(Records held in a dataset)

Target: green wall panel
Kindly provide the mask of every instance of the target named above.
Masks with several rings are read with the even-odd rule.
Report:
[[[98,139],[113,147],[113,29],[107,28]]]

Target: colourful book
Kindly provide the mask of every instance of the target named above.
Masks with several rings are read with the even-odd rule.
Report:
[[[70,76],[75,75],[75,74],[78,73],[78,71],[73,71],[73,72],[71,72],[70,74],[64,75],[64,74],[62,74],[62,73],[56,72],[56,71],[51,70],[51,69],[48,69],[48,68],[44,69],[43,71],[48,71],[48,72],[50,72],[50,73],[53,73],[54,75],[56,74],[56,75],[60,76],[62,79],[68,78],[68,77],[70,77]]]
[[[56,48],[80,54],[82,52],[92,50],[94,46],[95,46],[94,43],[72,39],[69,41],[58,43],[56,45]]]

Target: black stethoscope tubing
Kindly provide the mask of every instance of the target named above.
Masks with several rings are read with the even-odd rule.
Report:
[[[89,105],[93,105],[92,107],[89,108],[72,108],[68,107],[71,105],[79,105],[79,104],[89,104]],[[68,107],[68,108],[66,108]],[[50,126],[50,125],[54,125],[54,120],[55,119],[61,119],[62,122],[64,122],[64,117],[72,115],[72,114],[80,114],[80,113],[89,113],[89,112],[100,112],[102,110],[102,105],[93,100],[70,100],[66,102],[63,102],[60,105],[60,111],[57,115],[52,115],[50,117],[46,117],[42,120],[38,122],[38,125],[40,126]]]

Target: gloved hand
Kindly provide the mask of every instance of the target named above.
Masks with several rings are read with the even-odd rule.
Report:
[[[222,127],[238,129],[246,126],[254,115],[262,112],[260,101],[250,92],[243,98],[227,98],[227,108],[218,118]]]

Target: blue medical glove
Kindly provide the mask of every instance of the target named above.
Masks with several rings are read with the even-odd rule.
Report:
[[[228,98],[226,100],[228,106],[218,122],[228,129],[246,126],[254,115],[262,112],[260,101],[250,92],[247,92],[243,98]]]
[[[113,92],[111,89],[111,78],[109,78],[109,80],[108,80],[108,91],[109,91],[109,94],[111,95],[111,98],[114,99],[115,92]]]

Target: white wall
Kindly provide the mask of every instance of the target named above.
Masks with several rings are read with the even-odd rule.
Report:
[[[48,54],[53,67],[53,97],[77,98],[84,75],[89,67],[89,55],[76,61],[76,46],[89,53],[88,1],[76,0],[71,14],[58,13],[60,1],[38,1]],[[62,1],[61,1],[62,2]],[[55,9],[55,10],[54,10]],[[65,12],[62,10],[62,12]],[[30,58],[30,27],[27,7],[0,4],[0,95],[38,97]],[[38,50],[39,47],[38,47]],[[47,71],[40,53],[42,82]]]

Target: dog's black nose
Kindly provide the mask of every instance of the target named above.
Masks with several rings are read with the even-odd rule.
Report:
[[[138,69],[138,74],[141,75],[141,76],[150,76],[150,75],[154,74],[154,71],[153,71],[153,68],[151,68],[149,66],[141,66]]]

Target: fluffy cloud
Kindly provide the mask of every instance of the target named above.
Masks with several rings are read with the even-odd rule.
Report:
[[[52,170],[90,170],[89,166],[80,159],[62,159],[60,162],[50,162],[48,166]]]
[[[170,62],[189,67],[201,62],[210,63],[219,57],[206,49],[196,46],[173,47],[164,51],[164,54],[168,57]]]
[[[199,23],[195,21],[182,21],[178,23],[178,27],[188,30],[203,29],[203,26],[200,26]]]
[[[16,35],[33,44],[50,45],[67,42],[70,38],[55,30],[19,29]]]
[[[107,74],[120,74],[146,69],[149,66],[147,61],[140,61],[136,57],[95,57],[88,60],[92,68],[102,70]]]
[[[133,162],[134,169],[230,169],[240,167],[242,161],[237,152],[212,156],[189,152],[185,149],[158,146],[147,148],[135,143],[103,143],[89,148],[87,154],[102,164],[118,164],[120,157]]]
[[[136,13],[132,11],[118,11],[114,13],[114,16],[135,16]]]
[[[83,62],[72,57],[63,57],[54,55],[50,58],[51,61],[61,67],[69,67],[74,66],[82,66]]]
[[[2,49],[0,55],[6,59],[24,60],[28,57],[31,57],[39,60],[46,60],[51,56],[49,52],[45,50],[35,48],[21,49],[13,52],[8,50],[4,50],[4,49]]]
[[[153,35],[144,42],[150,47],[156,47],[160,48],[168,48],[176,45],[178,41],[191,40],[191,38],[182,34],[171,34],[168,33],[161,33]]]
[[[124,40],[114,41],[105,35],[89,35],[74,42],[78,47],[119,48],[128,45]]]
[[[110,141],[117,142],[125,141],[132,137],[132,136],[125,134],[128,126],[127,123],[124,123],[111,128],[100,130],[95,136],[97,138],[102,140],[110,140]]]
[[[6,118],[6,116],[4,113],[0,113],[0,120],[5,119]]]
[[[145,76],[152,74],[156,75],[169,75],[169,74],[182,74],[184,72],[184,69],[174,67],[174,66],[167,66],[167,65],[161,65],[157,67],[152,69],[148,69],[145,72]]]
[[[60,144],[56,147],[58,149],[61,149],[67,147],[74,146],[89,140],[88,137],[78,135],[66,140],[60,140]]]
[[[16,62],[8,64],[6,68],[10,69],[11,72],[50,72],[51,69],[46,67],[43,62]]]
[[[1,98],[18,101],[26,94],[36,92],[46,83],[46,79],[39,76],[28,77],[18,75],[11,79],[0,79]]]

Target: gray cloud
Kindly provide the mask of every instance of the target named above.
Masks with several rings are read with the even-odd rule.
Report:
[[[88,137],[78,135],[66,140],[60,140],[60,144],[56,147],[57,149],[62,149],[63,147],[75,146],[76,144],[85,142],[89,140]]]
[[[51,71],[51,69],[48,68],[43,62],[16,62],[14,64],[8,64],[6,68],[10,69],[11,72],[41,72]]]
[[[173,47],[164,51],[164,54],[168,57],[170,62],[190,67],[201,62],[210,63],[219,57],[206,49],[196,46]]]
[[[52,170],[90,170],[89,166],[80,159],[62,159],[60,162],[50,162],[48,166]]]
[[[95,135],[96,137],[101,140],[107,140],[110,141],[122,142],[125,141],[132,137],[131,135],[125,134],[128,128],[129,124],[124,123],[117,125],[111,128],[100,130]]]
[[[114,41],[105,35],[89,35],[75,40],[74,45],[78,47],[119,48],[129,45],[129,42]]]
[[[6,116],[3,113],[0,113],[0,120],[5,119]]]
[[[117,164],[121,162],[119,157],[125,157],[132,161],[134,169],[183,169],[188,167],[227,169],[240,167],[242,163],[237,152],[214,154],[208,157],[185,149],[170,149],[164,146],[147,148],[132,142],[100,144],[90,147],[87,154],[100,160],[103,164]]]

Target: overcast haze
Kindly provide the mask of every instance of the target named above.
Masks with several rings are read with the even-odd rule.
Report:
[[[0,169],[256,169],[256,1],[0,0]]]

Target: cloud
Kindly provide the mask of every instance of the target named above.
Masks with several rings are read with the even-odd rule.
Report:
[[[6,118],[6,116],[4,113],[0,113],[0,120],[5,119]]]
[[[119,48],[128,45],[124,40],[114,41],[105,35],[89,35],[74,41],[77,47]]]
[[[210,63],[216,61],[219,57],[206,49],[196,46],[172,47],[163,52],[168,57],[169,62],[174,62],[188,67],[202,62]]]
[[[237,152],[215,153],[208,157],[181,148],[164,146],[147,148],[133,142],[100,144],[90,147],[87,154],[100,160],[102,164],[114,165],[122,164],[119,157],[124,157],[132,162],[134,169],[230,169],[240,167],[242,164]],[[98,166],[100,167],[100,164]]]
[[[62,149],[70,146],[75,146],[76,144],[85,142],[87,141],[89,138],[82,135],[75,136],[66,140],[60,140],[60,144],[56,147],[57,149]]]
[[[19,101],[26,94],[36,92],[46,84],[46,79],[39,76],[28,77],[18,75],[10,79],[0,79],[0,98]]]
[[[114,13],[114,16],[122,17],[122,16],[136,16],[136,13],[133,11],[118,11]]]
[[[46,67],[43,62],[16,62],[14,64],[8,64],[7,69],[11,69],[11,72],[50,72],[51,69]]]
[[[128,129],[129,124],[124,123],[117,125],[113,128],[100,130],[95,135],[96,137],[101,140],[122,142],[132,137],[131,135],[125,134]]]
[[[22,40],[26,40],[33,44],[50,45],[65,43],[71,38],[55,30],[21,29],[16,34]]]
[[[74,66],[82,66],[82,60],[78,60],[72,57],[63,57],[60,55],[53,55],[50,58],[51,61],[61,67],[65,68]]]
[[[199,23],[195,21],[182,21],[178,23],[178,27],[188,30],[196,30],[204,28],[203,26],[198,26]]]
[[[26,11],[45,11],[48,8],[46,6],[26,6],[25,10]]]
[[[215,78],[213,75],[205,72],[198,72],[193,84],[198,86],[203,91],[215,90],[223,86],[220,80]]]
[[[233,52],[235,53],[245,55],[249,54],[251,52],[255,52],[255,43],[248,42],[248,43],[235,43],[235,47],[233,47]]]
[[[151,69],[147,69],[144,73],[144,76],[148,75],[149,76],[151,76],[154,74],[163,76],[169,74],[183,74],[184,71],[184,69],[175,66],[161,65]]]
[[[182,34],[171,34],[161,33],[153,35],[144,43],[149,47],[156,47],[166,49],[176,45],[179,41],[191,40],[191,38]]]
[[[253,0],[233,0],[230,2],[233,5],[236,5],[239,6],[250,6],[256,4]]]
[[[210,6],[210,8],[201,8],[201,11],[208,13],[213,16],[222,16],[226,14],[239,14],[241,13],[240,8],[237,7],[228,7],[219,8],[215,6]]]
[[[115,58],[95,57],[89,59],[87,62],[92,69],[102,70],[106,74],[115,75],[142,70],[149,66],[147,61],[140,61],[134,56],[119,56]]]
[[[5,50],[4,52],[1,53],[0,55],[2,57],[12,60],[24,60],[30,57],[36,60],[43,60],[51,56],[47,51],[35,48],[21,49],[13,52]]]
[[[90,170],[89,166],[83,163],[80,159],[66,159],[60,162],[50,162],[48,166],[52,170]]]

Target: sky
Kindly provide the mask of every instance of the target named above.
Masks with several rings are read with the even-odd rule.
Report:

## Exercise aim
Could you reproduce everything from the start of the data down to the line containing "[[[98,139],[113,147],[113,29],[107,28]]]", both ends included and every request kept, with each coordinate in the answers adjusted by -46?

## Result
Target: green wall panel
Kindly provide the mask of every instance of the target named above.
Masks with several rings are read with the even-odd rule.
Report:
[[[52,93],[67,101],[67,-17],[61,-18]]]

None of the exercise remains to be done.